The Emerging IT
Skills Shortage
Creating a Talent Readiness
Strategy
By Tom Casey, Eric Seubert
and Tim Donahue
While the global downturn is a sobering reality, it would be in the best interests of CIOs
to resist the perception that, despite layoffs, there is an abundance of available IT talent.
To do so, would deny the previous, current and future state compelling evidence that
there will be a paucity of available domain resources.
The horizon for the next 20 years indicates that talent for critical IT positions will be
scarce. This counterintuitive situation is a complex one, arising from a number of factors
with no easy remedy in sight.
The Dynamics within the IT Domain
First, the IT employment picture is robust when compared to the general job market.
The National Association of Computer Consultant Businesses recently reported that IT
employment in the United States dropped by nearly 1 percentage point – the largest
one-month decline in nearly three years. Even so, the NACCB’s IT Employment Index
shows that IT employment was still up 2.1% over the previous year. The IT job market
remains brighter than the general job market in a year-by-year comparison. This
circumstance is unlikely to change dramatically.
····················
EXERCISE REQUIREMENTS:
(A) In the passage on the IT skills shortage, how much was IT employment up over the previous year according to the NACCB's IT Employment Index?
(B) Name every author credited in the passage on the IT skills shortage.
(C) From the passage on the IT skills shortage, retype the part that opens with the words containing "To do so, would" and closes with "remedy in sight.".
····················
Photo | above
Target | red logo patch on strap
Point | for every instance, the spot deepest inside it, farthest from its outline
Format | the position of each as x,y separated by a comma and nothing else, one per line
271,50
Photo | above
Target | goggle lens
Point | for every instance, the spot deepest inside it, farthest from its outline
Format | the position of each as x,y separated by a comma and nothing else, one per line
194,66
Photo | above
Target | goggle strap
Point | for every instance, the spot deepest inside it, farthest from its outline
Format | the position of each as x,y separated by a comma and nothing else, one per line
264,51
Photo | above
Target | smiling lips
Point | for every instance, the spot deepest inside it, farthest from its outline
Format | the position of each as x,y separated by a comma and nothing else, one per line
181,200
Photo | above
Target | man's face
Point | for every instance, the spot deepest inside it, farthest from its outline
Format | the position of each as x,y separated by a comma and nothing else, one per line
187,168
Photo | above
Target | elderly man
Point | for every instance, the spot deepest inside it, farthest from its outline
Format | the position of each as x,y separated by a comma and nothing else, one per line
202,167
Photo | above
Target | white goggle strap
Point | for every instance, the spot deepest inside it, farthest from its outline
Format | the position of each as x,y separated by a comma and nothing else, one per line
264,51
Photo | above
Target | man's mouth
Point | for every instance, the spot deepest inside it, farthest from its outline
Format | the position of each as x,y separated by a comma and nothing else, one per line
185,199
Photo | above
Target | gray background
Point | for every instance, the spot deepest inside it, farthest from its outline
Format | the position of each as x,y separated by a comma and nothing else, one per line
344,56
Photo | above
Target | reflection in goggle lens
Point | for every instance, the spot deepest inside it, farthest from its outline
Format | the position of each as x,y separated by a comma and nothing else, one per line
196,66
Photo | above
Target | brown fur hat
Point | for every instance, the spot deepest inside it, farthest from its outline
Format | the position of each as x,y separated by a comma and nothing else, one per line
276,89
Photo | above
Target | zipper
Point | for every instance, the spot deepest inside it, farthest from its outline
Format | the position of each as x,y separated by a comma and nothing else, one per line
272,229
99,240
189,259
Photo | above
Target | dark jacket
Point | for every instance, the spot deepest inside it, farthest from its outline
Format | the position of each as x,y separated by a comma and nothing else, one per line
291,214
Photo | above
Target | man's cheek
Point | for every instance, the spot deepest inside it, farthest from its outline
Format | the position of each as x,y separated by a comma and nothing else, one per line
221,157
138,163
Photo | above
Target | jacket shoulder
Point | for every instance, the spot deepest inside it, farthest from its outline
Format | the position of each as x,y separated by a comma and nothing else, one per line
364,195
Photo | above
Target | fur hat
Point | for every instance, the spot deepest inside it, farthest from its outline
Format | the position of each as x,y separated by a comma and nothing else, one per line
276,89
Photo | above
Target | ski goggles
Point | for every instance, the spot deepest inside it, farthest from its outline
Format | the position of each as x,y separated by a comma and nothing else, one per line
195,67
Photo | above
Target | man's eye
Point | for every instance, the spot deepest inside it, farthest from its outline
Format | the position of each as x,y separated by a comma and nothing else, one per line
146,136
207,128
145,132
····················
RESPONSES:
(A) 2.1%

(B) Tom Casey, Eric Seubert, Tim Donahue

(C)
To do so, would deny the previous, current and future state compelling evidence that
there will be a paucity of available domain resources.
The horizon for the next 20 years indicates that talent for critical IT positions will be
scarce. This counterintuitive situation is a complex one, arising from a number of factors
with no easy remedy in sight.